Primary key does not allow duplicate values, nor NULL.
Primary key by default is a clustered index.
A table can have only one primary key.
Unique Key:
Unique key is nothing but it uniquely identifies each row in a table.
Unique key does not allow duplicate values, but it allows (at most one) NULL.
Unique key by default is a non-clustered index.
This is a fruit full link to understand the Primary Key Database Keys.
Keep in mind we have only one clustered index in a table [Talking about SQL Server 2005].
Now if we want to add another unique column then we will use Unique Key column, because
Unique Key column can be added more than one.
A primary key is just any one candidate key. In principle primary keys are not different from any other candidate key because all keys are equal in the relational model.
SQL however has two different syntax for implementing candidate keys: the PRIMARY KEY constraint and the UNIQUE constraint (on non-nullable columns of course). In practice they achieve exactly the same thing except for the essentially useless restriction that a PRIMARY KEY can only be used once per table whereas a UNIQUE constraint can be used multiple times.
So there is no fundamental "use" for the PRIMARY KEY constraint. It is redundant and could easily be ignored or dropped from the language altogether. However, many people find it convenient to single out one particular key per table as having special significance. There is a very widely observed convention that keys designated with PRIMARY KEY are used for foreign key references, although this is entirely optional.
Short version:
From the point of view of database theory, there is none. Both are simply candidate keys.
In practice, most DMBS like to have one "standard key", which can be used for e.g. deciding how to store data, and to tell tools and DB clients which is the best way to identify a record.
So distinguishing one unique key as the "primary key" is just an implementation convenience (but an important one).
I'm currently designing a brand new database. In school, we always learned to put a primary key in each table.
I read a lot of articles/discussions/newsgroups posts saying that it's better to use unique constraint (aka unique index for some db) instead of PK.
What's your point of view?
A Primary Key is really just a candidate key that does not allow for NULL. As such, in SQL terms - it's no different than any other unique key.
However, for our non-theoretical RDBMS's, you should have a Primary Key - I've never heard it argued otherwise. If that Primary Key is a surrogate key, then you should also have unique constraints on the natural key(s).
The important bit to walk away with is that you should have unique constraints on all the candidate (whether natural or surrogate) keys. You should then pick the one that is easiest to reference in a Foreign Key to be your Primary Key*.

MATERIAL PROVIDED ->
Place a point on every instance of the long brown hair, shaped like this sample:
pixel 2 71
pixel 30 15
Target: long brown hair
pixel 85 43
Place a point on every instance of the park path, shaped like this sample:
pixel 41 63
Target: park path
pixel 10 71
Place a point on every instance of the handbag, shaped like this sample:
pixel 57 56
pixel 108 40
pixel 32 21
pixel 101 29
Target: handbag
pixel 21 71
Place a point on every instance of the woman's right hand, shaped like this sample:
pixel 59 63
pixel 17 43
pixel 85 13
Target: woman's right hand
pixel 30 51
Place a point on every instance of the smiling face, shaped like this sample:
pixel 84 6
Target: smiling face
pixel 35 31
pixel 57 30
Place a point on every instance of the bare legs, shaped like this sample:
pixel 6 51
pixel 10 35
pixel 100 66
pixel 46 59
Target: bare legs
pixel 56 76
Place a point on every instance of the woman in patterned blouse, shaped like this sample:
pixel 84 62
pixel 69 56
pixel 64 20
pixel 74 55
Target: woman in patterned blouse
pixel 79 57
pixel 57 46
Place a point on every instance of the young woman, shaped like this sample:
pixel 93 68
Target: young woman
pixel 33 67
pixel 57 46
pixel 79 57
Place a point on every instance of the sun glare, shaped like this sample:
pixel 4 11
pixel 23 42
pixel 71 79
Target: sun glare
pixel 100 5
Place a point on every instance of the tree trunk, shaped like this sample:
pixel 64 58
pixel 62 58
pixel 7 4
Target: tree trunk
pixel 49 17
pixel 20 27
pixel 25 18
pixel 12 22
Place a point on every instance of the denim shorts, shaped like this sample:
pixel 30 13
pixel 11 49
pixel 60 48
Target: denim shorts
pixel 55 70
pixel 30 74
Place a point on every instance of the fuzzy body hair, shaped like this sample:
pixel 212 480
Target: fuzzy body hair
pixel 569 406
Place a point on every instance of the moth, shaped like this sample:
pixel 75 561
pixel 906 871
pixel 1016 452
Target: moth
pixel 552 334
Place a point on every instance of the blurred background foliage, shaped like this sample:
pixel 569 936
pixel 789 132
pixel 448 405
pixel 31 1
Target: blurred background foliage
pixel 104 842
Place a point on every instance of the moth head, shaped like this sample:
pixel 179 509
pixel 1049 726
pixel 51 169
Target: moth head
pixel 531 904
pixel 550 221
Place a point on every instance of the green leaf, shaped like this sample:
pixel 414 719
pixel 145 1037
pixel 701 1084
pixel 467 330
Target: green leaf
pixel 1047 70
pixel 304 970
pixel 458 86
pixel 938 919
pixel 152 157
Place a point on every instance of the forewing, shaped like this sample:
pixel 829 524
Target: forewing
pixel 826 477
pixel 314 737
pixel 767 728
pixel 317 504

REQUIREMENTS ->
• a. Transcribe everything in the discussion of primary and unique keys from "In practice, most" down to "instead of PK.".
• b. According to the discussion of primary and unique keys, how many NULL values does a unique key allow?
• c. Recast the paragraph of the discussion of primary and unique keys that begins "SQL however has two different syntax" as a short list that keeps its main facts.
The lines that come after the discussion of primary and unique keys are separate material.

FINAL ANSWERS ->
• a.
In practice, most DMBS like to have one "standard key", which can be used for e.g. deciding how to store data, and to tell tools and DB clients which is the best way to identify a record.
So distinguishing one unique key as the "primary key" is just an implementation convenience (but an important one).
I'm currently designing a brand new database. In school, we always learned to put a primary key in each table.
I read a lot of articles/discussions/newsgroups posts saying that it's better to use unique constraint (aka unique index for some db) instead of PK.

• b. A unique key allows at most one NULL.

• c.
- SQL has two syntaxes for implementing candidate keys: the PRIMARY KEY constraint and the UNIQUE constraint (on non-nullable columns).
- In practice, both achieve the same thing.
- The only difference is an essentially useless restriction: PRIMARY KEY can be used only once per table, while UNIQUE can be used multiple times.